[[ Exercise material open ]]

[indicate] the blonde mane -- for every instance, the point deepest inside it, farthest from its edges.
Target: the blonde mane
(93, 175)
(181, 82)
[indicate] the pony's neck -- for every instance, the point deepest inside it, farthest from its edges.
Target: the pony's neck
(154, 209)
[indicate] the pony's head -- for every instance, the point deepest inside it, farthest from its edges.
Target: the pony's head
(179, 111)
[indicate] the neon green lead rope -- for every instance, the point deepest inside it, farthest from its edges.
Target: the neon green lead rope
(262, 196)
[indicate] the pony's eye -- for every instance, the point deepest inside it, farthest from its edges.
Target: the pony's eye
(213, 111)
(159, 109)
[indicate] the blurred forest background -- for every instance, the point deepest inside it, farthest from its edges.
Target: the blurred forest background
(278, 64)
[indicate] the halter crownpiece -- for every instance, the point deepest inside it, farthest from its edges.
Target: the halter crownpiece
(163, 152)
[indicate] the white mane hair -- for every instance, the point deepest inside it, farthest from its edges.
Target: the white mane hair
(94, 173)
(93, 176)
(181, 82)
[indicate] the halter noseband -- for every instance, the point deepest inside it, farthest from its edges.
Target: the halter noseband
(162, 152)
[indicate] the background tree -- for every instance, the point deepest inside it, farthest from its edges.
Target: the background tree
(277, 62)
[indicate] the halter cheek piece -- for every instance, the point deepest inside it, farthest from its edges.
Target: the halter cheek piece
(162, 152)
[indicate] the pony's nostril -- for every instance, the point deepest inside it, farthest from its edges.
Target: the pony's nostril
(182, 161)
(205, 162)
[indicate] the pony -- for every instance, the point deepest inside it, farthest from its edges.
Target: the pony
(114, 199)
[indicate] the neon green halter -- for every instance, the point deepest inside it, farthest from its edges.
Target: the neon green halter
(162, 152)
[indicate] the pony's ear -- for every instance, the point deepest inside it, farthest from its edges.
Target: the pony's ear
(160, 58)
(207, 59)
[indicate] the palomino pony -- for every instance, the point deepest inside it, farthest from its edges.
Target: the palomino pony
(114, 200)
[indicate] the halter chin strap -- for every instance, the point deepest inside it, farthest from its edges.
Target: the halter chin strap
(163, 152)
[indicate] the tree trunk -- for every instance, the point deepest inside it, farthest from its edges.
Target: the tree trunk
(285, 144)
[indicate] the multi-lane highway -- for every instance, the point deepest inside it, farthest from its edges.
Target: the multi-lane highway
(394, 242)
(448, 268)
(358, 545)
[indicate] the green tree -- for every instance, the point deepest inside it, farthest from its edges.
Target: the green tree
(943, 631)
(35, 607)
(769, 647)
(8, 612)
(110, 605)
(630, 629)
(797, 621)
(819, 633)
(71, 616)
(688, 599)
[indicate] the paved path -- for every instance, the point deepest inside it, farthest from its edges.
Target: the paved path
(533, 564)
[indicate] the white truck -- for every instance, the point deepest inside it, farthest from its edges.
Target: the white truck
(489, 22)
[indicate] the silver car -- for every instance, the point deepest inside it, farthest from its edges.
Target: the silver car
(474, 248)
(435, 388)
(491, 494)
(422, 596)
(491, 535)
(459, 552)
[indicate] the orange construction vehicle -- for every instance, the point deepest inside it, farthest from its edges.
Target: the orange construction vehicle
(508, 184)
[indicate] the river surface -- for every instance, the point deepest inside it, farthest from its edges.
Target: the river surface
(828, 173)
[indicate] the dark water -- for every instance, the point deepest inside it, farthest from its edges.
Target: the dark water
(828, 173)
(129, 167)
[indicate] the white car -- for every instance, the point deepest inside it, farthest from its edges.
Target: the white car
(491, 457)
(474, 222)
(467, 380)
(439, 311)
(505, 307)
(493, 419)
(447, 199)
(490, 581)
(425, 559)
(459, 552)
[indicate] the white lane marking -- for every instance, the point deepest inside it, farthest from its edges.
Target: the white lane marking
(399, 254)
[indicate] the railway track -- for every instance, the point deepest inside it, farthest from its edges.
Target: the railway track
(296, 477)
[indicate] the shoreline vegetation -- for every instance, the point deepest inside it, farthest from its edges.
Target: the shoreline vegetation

[[ Exercise material closed ]]

Your answer should consist of the lines from the listing that hold the word "vegetation".

[indicate] the shoreline vegetation -- for every instance, the point deepest inside it, farthest from its edges.
Target: the shoreline vegetation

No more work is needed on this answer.